● **Exercise instructions**:
Reproduce the listing below in its entirety. Change nothing.
*** Block opens ***
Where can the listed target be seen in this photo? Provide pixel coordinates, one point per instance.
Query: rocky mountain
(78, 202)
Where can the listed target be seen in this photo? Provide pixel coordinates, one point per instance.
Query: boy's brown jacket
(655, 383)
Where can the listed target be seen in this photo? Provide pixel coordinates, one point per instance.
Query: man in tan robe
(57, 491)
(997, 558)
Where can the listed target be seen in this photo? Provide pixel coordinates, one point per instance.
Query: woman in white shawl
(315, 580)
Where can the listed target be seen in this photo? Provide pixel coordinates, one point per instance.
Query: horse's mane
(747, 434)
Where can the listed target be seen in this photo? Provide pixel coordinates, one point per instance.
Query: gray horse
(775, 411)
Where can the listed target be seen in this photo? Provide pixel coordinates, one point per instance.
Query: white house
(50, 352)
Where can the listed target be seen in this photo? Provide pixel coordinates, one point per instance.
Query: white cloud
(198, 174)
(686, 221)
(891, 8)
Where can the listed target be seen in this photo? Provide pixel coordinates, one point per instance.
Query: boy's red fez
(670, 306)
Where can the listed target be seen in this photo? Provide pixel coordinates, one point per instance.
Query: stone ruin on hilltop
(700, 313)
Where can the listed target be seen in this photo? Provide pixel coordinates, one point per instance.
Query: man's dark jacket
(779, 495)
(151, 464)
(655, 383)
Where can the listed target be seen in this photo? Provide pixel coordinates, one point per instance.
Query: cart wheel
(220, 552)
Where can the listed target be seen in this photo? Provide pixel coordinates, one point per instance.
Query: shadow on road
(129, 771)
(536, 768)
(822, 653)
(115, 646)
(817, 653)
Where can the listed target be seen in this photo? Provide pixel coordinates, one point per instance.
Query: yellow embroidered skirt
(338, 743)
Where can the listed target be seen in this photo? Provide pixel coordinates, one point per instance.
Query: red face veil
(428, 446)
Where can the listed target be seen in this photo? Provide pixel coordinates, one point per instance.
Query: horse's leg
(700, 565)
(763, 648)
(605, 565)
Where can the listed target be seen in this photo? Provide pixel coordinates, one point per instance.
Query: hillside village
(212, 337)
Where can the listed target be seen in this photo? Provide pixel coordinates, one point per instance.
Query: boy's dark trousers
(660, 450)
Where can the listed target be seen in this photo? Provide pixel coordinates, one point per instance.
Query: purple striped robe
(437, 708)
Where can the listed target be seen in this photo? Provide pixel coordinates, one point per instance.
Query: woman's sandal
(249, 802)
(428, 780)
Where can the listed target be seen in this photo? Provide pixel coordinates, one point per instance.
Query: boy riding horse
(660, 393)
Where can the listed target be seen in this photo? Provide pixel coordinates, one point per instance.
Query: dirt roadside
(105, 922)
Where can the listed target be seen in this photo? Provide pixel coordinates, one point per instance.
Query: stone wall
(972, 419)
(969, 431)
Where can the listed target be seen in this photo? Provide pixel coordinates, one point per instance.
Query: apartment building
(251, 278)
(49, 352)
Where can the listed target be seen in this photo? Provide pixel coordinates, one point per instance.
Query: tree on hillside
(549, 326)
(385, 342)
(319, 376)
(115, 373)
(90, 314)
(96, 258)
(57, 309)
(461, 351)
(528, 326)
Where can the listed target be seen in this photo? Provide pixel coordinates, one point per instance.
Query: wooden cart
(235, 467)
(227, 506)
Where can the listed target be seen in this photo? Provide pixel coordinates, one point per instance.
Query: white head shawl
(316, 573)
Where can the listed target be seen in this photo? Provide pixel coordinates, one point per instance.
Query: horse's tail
*** Block closes ***
● **Task result**:
Where can the listed target be seen in this photo? Provide pixel coordinates, one point per instance.
Query: rocky mountain
(78, 202)
Where can the listed target be seen in this photo? Provide pixel coordinates, one point per instance.
Query: boy's brown jacket
(655, 383)
Where can the listed target be seen in this photo? Provide pixel coordinates, one point per instance.
Query: man in tan robe
(57, 491)
(997, 558)
Where can the listed target be seen in this photo? Provide pixel coordinates, one point per instance.
Query: woman in white shawl
(315, 580)
Where can the listed target be seen in this photo? Provide pixel coordinates, one point per instance.
Query: horse's mane
(747, 434)
Where can the listed target be seen in this photo? Provide pixel coordinates, one point per instance.
Query: gray horse
(775, 411)
Where can the listed target be seen in this photo? Provide pixel coordinates, one point per instance.
Query: white house
(50, 352)
Where can the listed target be seen in this photo? Provide pixel coordinates, one point per instance.
Query: white cloud
(198, 174)
(686, 221)
(891, 8)
Where can the listed target be seen in this photo? Provide pixel coordinates, one point per instance.
Query: boy's red fez
(670, 306)
Where can the listed target be seen in this photo? Provide pixel coordinates, one point per instance.
Query: stone ruin on hilltop
(700, 313)
Where can the listed target be seen in this photo? Provide pixel coordinates, one point per instance.
Query: man's dark jacket
(779, 495)
(151, 464)
(655, 383)
Where can the listed target be seen in this photo? Provide pixel coordinates, one point per instance.
Query: cart wheel
(220, 552)
Where can the listed target be seen in this photo? Provide pixel coordinates, one point per instance.
Query: shadow on road
(129, 771)
(536, 768)
(822, 653)
(115, 646)
(817, 653)
Where can the listed target be seen in this photo? Provide pixel coordinates, one point per instance.
Query: yellow embroidered skirt
(338, 743)
Where can the listed target be seen in this photo? Provide pixel coordinates, one point per instance.
Query: red face veil
(428, 446)
Where can the listed target be seen in this photo? Provide pixel coordinates, one point per instance.
Query: horse's leg
(700, 565)
(763, 648)
(605, 565)
Where can the listed target be seen in this photo? Provide pixel coordinates, one point per instance.
Query: hillside village
(212, 337)
Where can the listed target be seen in this photo? Provide pixel coordinates, one point per instance.
Query: boy's dark trousers
(660, 450)
Where can the listed target be seen in this photo? Provide pixel coordinates, one point per instance.
Query: purple striped robe
(437, 708)
Where can the listed target be seen in this photo? Provide pixel coordinates, one point per instance.
Query: woman's sandal
(249, 802)
(428, 780)
Where can the listed target be seen in this photo? Provide pixel coordinates, one point per instance.
Query: boy riding horse
(660, 393)
Where can the listed target be seen in this photo? Provide pixel coordinates, one point per instance.
Query: dirt roadside
(105, 922)
Where can the listed target be seen in this photo? Provide pixel coordinates, one point per instance.
Query: stone wall
(972, 419)
(969, 431)
Where can the listed target be seen in this photo? Provide pixel coordinates, one point per instance.
Query: apartment building
(251, 278)
(49, 352)
Where can the listed target be seen in this photo? Provide pixel coordinates, one point per instance.
Query: tree on hillside
(549, 326)
(385, 342)
(319, 376)
(115, 373)
(90, 314)
(96, 258)
(57, 309)
(461, 351)
(528, 326)
Where can the listed target be seen in this photo? Provide pixel coordinates, one point per instance.
Query: wooden cart
(235, 467)
(227, 506)
Where can the listed target be seen in this photo? Provide pixel coordinates, one point per instance.
Query: white head shawl
(316, 573)
Where can the listed target be seen in this photo? Provide pixel coordinates, one point per instance.
Query: horse's tail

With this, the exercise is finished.